■ Set exercise ■
Starting at the line with "[locate] the club" and stopping at the final line, retype the data below exactly; do not carry over any pictures.

+++ Available data

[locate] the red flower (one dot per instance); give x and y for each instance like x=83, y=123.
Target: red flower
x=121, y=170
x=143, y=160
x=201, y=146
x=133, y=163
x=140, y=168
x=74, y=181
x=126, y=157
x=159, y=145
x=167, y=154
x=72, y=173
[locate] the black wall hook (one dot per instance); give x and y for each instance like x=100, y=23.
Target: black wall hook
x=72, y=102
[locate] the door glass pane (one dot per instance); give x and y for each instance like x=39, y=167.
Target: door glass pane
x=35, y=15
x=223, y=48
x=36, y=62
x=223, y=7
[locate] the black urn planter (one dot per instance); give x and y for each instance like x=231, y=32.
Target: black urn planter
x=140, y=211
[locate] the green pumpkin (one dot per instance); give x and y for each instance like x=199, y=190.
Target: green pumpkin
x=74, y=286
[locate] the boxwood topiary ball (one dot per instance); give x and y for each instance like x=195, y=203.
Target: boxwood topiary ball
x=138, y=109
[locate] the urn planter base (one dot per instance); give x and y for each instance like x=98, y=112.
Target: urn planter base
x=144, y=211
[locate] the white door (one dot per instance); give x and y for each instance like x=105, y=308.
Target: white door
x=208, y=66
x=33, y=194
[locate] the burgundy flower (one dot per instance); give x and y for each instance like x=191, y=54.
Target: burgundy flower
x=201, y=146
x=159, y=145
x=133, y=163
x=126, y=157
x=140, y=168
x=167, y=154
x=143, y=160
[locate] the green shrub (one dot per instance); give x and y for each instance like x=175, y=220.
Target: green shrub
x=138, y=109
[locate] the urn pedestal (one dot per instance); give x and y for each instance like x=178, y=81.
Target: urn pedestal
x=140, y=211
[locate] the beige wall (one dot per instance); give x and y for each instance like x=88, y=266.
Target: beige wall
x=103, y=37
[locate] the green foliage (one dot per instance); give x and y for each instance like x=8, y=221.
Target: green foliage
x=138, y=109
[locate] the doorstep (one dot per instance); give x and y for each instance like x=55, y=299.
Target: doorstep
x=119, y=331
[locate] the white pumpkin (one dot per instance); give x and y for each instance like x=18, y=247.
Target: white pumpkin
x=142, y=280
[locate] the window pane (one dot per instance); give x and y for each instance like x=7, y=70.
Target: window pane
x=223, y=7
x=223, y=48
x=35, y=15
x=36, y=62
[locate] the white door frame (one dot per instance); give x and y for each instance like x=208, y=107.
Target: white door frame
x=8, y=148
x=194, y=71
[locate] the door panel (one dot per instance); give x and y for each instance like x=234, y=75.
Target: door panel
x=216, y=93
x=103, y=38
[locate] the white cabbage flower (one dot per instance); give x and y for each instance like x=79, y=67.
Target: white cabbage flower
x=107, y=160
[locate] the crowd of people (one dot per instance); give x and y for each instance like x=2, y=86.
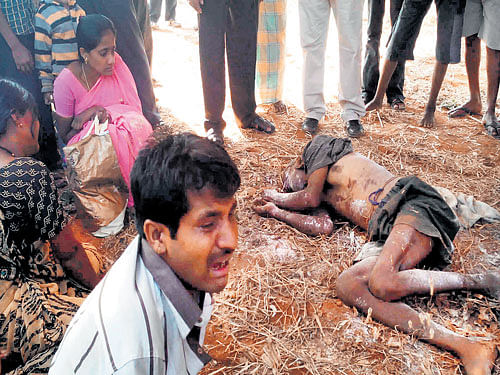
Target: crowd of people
x=90, y=62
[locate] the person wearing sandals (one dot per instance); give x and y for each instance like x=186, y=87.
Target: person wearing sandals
x=314, y=16
x=371, y=73
x=480, y=21
x=38, y=254
x=230, y=25
x=271, y=40
x=402, y=43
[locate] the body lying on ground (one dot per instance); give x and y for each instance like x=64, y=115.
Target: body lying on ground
x=409, y=216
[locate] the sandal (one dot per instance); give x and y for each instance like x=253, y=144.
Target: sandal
x=260, y=124
x=461, y=112
x=398, y=104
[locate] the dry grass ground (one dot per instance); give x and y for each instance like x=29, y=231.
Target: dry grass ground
x=279, y=313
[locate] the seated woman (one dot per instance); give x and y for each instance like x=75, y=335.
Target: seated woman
x=37, y=300
x=101, y=84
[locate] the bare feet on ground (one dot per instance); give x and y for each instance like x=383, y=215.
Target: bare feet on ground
x=428, y=121
x=266, y=209
x=375, y=104
x=489, y=118
x=478, y=358
x=492, y=284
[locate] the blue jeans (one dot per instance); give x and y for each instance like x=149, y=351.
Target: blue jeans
x=371, y=73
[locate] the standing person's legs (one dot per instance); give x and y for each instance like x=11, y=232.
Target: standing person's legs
x=48, y=153
x=314, y=18
x=212, y=29
x=401, y=44
x=395, y=96
x=348, y=15
x=241, y=41
x=170, y=6
x=376, y=9
x=155, y=10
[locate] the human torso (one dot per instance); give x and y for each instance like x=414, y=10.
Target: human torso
x=350, y=182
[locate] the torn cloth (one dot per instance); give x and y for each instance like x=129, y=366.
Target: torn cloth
x=323, y=151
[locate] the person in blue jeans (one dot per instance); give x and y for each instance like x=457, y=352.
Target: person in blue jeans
x=155, y=12
x=394, y=92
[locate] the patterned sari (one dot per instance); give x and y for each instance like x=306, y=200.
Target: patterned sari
x=37, y=301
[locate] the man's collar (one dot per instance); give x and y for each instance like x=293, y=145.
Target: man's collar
x=170, y=285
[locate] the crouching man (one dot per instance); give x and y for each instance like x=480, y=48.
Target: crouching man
x=413, y=220
x=149, y=314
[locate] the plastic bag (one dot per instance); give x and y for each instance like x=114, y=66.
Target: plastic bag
x=95, y=178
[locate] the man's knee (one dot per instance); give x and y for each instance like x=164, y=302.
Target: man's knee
x=351, y=284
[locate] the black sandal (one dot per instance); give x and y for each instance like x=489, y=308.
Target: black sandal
x=260, y=124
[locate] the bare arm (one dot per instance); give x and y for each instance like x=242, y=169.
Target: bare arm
x=69, y=126
x=22, y=57
x=310, y=197
x=316, y=224
x=73, y=257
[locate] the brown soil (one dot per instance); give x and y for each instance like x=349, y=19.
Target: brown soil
x=279, y=313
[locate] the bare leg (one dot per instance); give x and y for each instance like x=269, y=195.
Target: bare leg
x=394, y=276
x=387, y=72
x=352, y=288
x=437, y=81
x=310, y=197
x=472, y=62
x=317, y=224
x=493, y=72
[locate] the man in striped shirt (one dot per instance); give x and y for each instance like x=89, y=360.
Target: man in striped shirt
x=149, y=314
x=55, y=40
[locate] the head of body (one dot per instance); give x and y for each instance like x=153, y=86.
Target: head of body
x=294, y=176
x=183, y=189
x=96, y=38
x=19, y=126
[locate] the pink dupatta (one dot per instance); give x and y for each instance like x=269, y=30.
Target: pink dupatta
x=128, y=128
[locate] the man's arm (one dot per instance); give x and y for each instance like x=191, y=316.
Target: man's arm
x=21, y=55
x=310, y=197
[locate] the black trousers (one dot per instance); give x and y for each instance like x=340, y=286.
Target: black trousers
x=376, y=9
x=228, y=26
x=48, y=153
x=130, y=44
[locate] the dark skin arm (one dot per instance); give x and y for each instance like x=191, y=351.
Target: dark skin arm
x=69, y=126
x=310, y=197
x=73, y=257
x=316, y=224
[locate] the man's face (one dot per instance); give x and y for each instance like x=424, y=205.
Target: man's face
x=205, y=241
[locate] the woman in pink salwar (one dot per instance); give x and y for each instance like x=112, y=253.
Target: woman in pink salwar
x=100, y=84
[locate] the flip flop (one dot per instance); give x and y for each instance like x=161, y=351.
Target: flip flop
x=461, y=112
x=260, y=124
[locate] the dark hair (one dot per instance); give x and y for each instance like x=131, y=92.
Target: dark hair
x=90, y=31
x=14, y=99
x=164, y=172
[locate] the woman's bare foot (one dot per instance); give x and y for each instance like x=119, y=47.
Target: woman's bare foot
x=478, y=358
x=428, y=120
x=375, y=104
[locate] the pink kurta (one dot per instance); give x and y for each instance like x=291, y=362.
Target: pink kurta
x=128, y=128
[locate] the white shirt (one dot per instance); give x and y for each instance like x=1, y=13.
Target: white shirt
x=139, y=319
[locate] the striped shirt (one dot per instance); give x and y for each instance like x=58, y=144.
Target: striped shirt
x=55, y=39
x=139, y=319
x=20, y=15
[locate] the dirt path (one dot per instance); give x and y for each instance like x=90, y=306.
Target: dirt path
x=280, y=314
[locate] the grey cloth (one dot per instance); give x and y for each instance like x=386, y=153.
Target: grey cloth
x=413, y=202
x=323, y=151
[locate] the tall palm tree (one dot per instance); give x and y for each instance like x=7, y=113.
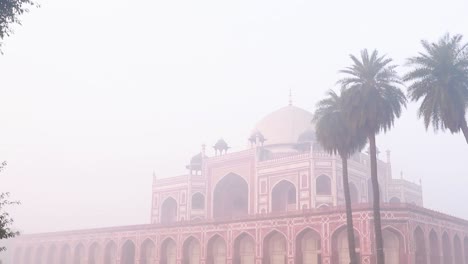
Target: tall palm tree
x=440, y=79
x=372, y=104
x=336, y=137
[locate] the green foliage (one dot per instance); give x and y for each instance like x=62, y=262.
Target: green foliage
x=439, y=79
x=5, y=219
x=332, y=129
x=374, y=98
x=10, y=12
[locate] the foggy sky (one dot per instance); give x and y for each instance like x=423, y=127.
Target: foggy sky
x=96, y=95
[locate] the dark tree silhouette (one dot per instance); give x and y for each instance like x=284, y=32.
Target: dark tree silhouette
x=10, y=12
x=336, y=136
x=439, y=79
x=372, y=104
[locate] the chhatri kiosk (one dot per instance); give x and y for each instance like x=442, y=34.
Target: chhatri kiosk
x=279, y=201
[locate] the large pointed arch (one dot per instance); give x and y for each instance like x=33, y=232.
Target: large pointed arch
x=147, y=252
x=283, y=197
x=168, y=251
x=434, y=248
x=308, y=247
x=244, y=249
x=275, y=248
x=216, y=250
x=231, y=194
x=168, y=211
x=323, y=185
x=128, y=253
x=420, y=246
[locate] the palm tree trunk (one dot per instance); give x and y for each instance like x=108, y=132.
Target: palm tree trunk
x=349, y=213
x=376, y=205
x=465, y=131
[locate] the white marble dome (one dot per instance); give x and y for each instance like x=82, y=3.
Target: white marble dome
x=284, y=126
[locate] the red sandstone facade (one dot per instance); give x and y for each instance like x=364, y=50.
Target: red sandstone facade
x=279, y=201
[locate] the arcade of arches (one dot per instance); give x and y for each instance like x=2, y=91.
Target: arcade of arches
x=274, y=248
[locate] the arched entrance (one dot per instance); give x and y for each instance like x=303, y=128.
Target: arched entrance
x=340, y=246
x=110, y=253
x=323, y=185
x=52, y=255
x=231, y=197
x=128, y=253
x=147, y=254
x=39, y=258
x=65, y=255
x=168, y=252
x=434, y=249
x=420, y=246
x=354, y=193
x=169, y=211
x=274, y=249
x=216, y=251
x=392, y=246
x=244, y=250
x=198, y=201
x=191, y=251
x=79, y=257
x=308, y=247
x=283, y=197
x=457, y=250
x=94, y=256
x=446, y=249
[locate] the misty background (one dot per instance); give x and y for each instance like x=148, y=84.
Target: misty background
x=96, y=95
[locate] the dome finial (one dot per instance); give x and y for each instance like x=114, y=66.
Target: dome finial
x=290, y=97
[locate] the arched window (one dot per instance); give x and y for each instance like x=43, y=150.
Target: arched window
x=354, y=193
x=231, y=196
x=434, y=249
x=308, y=247
x=274, y=249
x=323, y=185
x=283, y=197
x=128, y=253
x=198, y=201
x=420, y=246
x=447, y=249
x=169, y=211
x=244, y=249
x=216, y=251
x=147, y=254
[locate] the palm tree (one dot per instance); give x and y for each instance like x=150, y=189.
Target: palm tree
x=336, y=137
x=440, y=80
x=372, y=104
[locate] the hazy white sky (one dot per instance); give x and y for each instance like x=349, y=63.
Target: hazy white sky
x=95, y=95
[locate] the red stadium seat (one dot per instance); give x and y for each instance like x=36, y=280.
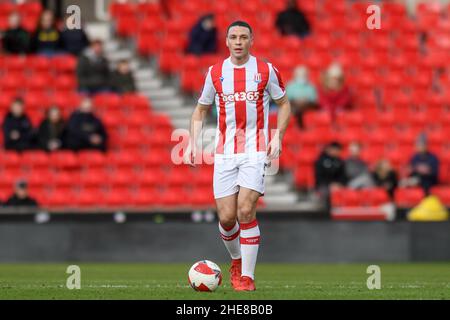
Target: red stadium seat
x=443, y=193
x=64, y=64
x=408, y=197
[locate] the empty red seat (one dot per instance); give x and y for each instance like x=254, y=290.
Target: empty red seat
x=443, y=193
x=408, y=197
x=64, y=63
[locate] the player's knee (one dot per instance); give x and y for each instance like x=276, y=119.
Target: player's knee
x=245, y=211
x=228, y=222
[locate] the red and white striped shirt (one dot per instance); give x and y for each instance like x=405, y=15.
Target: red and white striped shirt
x=242, y=96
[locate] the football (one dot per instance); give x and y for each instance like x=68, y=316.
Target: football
x=205, y=275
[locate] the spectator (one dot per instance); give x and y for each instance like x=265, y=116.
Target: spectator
x=73, y=41
x=203, y=36
x=17, y=128
x=329, y=169
x=93, y=69
x=292, y=21
x=20, y=198
x=301, y=93
x=386, y=177
x=85, y=130
x=122, y=79
x=46, y=40
x=334, y=95
x=15, y=39
x=357, y=173
x=423, y=167
x=51, y=130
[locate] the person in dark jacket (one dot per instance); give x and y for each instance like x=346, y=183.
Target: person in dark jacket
x=357, y=173
x=51, y=130
x=203, y=36
x=74, y=41
x=292, y=21
x=423, y=167
x=386, y=177
x=93, y=70
x=21, y=198
x=16, y=40
x=329, y=168
x=122, y=80
x=17, y=128
x=46, y=40
x=85, y=130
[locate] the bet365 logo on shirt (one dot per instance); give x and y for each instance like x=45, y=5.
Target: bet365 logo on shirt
x=240, y=96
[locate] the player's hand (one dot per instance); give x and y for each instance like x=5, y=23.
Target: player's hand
x=274, y=149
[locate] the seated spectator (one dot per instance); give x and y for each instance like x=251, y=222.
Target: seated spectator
x=292, y=21
x=93, y=70
x=356, y=170
x=51, y=130
x=85, y=130
x=386, y=177
x=73, y=41
x=46, y=40
x=423, y=167
x=122, y=80
x=334, y=95
x=203, y=36
x=301, y=93
x=20, y=198
x=15, y=39
x=329, y=169
x=17, y=128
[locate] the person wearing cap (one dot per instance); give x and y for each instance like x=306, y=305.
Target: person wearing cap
x=334, y=94
x=93, y=70
x=423, y=166
x=329, y=169
x=21, y=198
x=301, y=93
x=17, y=128
x=122, y=80
x=85, y=130
x=203, y=36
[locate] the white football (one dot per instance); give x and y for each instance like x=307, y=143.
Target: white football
x=205, y=276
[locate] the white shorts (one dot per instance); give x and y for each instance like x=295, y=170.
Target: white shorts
x=240, y=170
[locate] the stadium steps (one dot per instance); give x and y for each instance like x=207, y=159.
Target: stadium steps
x=168, y=99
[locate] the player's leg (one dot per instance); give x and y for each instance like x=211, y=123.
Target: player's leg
x=251, y=187
x=250, y=234
x=228, y=225
x=225, y=193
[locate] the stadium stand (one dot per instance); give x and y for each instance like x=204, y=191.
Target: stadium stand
x=398, y=80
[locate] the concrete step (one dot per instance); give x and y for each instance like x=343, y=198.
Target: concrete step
x=162, y=93
x=165, y=104
x=280, y=199
x=148, y=85
x=278, y=188
x=144, y=74
x=119, y=54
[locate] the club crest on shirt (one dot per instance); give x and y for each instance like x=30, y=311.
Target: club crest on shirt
x=257, y=77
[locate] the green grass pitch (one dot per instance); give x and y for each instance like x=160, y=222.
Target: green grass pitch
x=274, y=281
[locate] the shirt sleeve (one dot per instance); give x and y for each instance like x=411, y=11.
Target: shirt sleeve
x=208, y=92
x=275, y=86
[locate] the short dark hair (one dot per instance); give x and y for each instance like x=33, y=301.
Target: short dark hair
x=240, y=23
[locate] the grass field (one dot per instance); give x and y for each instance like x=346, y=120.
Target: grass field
x=274, y=281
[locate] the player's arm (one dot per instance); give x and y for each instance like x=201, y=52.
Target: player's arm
x=284, y=113
x=197, y=118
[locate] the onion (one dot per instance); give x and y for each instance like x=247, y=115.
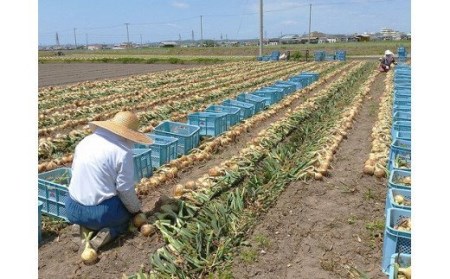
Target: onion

++++++

■ Solution to the exercise ■
[locate] the club crest on shirt (one dot per instance); give x and y for each instance like x=30, y=311.
Target: club crest on shirt
x=257, y=77
[locate] the green grass pitch (one dot per instance); give x and y for each instance like x=160, y=222.
Target: green grass pitch
x=274, y=281
[locate] the shirt sleeve (one dot per instance); give x and y for each instance like x=411, y=11.
Target: shirt sleeve
x=208, y=92
x=275, y=86
[locate] the short dark hair (one dot per instance); give x and y for each instance like x=33, y=301.
Target: short dark hair
x=240, y=23
[locate] the grass field (one dot per instance); give x and y for each instance like x=346, y=120.
Target: grass field
x=274, y=281
[locate] the player's arm (one dot per instance); give x and y for each instance like x=201, y=52.
Target: player's arm
x=284, y=113
x=197, y=118
[locate] the onion (one dot per instance); give x and y for each instance like x=247, y=115.
Target: onion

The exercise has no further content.